── Task data ──

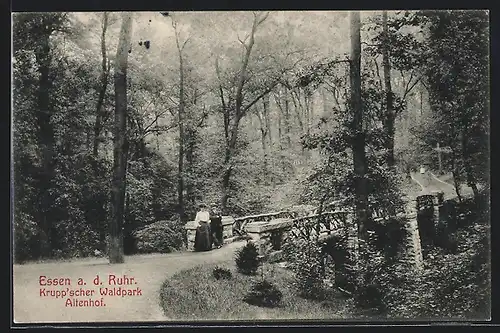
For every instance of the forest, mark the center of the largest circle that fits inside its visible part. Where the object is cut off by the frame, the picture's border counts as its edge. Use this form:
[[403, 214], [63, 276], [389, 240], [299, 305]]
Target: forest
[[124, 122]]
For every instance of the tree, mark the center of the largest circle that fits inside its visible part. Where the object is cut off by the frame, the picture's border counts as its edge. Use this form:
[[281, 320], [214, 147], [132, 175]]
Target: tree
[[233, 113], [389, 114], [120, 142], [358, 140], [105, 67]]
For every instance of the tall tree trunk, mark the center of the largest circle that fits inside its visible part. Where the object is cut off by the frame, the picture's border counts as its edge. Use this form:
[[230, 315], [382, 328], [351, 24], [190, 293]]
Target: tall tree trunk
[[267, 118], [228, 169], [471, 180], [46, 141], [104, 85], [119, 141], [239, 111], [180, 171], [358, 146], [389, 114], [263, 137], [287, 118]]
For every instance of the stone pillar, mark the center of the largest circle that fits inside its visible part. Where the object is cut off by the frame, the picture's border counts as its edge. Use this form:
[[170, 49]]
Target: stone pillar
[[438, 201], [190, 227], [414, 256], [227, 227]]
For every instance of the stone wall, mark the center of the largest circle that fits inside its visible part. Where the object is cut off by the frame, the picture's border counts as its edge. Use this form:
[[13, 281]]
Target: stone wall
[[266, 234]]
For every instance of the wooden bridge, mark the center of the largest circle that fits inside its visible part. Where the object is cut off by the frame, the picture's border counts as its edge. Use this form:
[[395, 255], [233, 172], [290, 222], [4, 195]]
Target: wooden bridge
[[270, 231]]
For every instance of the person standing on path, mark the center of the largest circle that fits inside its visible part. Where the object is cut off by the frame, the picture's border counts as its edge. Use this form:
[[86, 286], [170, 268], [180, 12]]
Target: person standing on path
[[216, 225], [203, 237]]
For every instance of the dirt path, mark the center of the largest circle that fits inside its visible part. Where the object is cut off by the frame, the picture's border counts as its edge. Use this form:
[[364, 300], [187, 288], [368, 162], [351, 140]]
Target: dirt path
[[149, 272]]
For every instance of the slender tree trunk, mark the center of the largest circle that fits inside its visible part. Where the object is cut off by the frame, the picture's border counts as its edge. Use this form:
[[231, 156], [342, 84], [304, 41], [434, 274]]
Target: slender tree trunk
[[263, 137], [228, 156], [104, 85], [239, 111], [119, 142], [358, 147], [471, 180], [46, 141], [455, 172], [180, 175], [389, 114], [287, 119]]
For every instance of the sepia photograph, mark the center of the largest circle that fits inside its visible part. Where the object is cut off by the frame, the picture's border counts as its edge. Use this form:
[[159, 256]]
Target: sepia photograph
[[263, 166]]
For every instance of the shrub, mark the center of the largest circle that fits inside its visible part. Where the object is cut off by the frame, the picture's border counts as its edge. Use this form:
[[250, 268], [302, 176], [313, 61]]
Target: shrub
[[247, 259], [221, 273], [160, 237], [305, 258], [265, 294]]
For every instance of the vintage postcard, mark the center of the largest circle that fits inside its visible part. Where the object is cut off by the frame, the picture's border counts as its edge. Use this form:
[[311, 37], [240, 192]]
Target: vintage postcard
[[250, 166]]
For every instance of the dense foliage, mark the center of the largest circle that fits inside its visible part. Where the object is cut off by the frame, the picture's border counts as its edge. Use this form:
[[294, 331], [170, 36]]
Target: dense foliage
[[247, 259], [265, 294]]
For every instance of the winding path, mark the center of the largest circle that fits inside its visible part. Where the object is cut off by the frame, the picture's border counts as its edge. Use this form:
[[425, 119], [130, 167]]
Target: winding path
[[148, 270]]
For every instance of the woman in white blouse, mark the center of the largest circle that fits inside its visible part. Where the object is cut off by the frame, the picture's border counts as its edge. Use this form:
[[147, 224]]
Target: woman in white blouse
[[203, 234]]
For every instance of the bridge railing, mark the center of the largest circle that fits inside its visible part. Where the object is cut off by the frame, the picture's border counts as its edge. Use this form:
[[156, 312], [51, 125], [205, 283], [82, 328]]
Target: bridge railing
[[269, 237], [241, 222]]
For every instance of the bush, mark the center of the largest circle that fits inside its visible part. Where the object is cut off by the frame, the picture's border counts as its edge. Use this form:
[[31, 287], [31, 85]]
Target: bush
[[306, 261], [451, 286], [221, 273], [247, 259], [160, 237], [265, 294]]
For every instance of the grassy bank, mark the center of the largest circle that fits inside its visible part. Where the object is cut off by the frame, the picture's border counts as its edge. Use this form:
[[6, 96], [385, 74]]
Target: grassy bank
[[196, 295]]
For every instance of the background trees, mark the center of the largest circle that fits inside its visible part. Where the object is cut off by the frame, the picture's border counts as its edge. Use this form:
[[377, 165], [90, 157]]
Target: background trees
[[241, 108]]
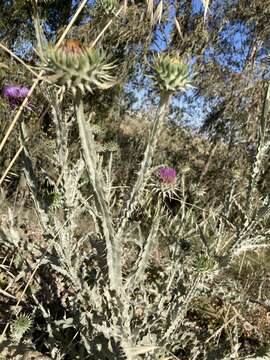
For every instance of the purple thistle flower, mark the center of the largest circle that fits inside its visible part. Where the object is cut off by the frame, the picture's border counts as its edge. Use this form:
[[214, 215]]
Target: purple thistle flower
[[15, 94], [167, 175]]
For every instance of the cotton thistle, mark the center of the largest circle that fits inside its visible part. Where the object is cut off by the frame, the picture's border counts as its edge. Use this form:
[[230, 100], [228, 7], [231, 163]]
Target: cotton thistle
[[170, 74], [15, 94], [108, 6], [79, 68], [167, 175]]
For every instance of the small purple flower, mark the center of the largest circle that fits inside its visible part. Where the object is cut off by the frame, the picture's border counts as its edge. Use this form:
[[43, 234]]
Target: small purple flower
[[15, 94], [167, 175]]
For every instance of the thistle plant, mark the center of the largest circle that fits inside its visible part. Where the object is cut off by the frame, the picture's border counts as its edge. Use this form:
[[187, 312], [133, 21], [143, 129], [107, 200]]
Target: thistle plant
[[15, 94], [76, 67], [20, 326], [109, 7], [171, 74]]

───

» Task to complete:
Retype everything in the entries above exactly. The pictures are to be omitted.

» Exercise solution:
For every instance of the forest, mark the center of the largest circle that fits inside its visible part. Where the object is cut off by the frame, the picture's border counts as its edge. Use this form:
[[403, 214], [63, 276], [389, 240], [299, 305]]
Target: forest
[[124, 122]]
For every instance of the tree, mark the center of the largest circle that fits inside its visible part. Where the object is cut off by the frame, the picture's border counts as its edge. Use this form:
[[281, 320], [214, 147], [132, 175]]
Target: tree
[[233, 113], [389, 114], [120, 142], [358, 140], [105, 67]]
For every instance of the tall tree trunk, mark the center of the largest circle that fits inside its visible part. Where the object is cut off by the frame, the picture's border counts as its edge. Use this form:
[[230, 315], [382, 328], [351, 24], [190, 293]]
Target: tall tree trunk
[[267, 118], [228, 169], [471, 180], [46, 141], [104, 85], [119, 141], [239, 111], [180, 171], [358, 146], [389, 114], [263, 137], [287, 118]]
For every instance of the stone pillar, mark the center of the largest circle that fits inside its visible part. Where the object is cut off by the frame, the picture's border counts as its edge. Use this form:
[[170, 49]]
Target: stone pillar
[[438, 201], [190, 227], [414, 256], [227, 227]]
For every instance of the stone wall, mark the center of the largest circle that fits inside its visible part. Where the object is cut off by the frame, the picture's border counts as its edge. Use this form:
[[13, 281]]
Target: stone wall
[[266, 234]]
For every instance of the wooden bridge, mark the center of the largest circle that fits inside its visible part. Where the object is cut off by the frame, the picture's border counts as its edge. Use this form:
[[395, 255], [233, 172], [290, 222], [4, 195]]
Target: wooden bridge
[[270, 231]]
For every instance of the person standing on path, mark the center of the largest circle that fits inside its visible part. Where the object is cut off by the frame, the picture's border counts as its edge. Use this form:
[[86, 286], [170, 268], [180, 12]]
Target: person standing on path
[[216, 225], [203, 237]]
For every instance of the dirt path, mark the center of the largest circle that fits inside its visible part. Where the object is cut off by the frame, the picture's border counts as its edge. Use this form:
[[364, 300], [187, 288], [368, 162], [351, 140]]
Target: dirt path
[[149, 272]]
For every instance of the slender tree trunk, mark the center of the largest circle that fits inside its visible part. Where the object is cut off by the frame, the picture's border counts as its edge. Use this form:
[[231, 156], [342, 84], [304, 41], [434, 274]]
Target: slender tree trunk
[[263, 137], [228, 156], [104, 85], [239, 111], [119, 142], [358, 147], [471, 180], [46, 141], [455, 172], [180, 175], [389, 114], [287, 119]]
For every instance of the sepia photograph, mark the center of the largest circle that fits inside its visible part. Where the object is cut off by the frame, the picture's border counts as its edge. Use this form:
[[159, 256]]
Target: sepia photograph
[[263, 166]]
For every instance of the shrub, mark the center of the largest circle that fits inside its visible part. Where the object is cut off by the frame, the picture's border counts as its edge. Use this form:
[[250, 268], [302, 176], [313, 61]]
Target: shrub
[[247, 259], [221, 273], [160, 237], [305, 258], [265, 294]]
For every instance of the vintage postcard, mark the center of the largest circle that fits inside its visible part. Where the object is cut off by the frame, the picture's border counts as its edge. Use this form:
[[311, 37], [240, 192]]
Target: vintage postcard
[[250, 166]]
For every instance of the dense foliage, mark the center of the largest circle that fits inside its visible part. Where the object is cut off by the frame, the picture's border counts as its edge. Use this form:
[[294, 331], [170, 36]]
Target: dense foliage
[[247, 259], [265, 294]]
For every instance of the winding path, mark the center of the largest circle that fits inside its visible part. Where the object is cut off by the frame, the picture's border counts as its edge. Use this form:
[[425, 119], [130, 167]]
Target: winding path
[[148, 270]]
For every instance of the woman in white blouse, mark the center of the largest circle that fits inside its visible part. Where the object is cut off by the frame, the picture's border counts as its edge. Use this form:
[[147, 224]]
Target: woman in white blouse
[[203, 234]]
For every instance of the bridge railing, mark the center of the largest circle that fits inside its visible part. Where the object is cut off by the frame, the picture's border counts as its edge. Use this form:
[[156, 312], [51, 125], [205, 283], [82, 328]]
Target: bridge railing
[[269, 237], [241, 222]]
For every instance of the bush, mark the center of the largest circle that fits inside its visible part. Where the object is cut off by the frame, the picture's border counts as its edge. Use this form:
[[31, 287], [31, 85]]
Target: bush
[[306, 261], [451, 286], [221, 273], [247, 259], [160, 237], [265, 294]]
For every instance of the grassy bank, mark the center of the largest circle that fits inside its visible part. Where the object is cut off by the frame, the picture's border counts as its edge. Use this form:
[[6, 96], [385, 74]]
Target: grassy bank
[[196, 295]]
For every instance of the background trees, mark the center of the largest circle that fits inside its visible part. Where the object is cut off by the frame, the picture's border counts as its edge. Use this form:
[[377, 165], [90, 157]]
Target: background trees
[[241, 108]]
For every instance of the purple thistle flower, mark the center of the largest circle that fits inside its visible part. Where the object is cut off by the frame, the picture's border counts as its edge. Use this form:
[[214, 215]]
Target: purple thistle flower
[[15, 94], [167, 175]]
For every instance of the cotton thistle, mark the center of the largest circle that fits inside its visible part. Where the object is cut off by the frame, the picture's border counts as its edge. Use this form:
[[230, 100], [228, 7], [231, 163]]
Target: cotton thistle
[[170, 74], [15, 94], [108, 6], [79, 68], [167, 175]]
For every instance of the small purple flower, mark the center of the largest circle that fits inside its visible part. Where the object is cut off by the frame, the picture's border counts as its edge. Use this form:
[[43, 234]]
Target: small purple flower
[[15, 94], [167, 175]]
For every instance of the thistle plant, mark the center of the largest circle that fits inside its visible part. Where the object is cut off by the frame, the picture's border counts as its edge. Use this form:
[[187, 312], [133, 21], [143, 129], [107, 200]]
Target: thistle plant
[[15, 94], [76, 67], [20, 326], [109, 7], [171, 74]]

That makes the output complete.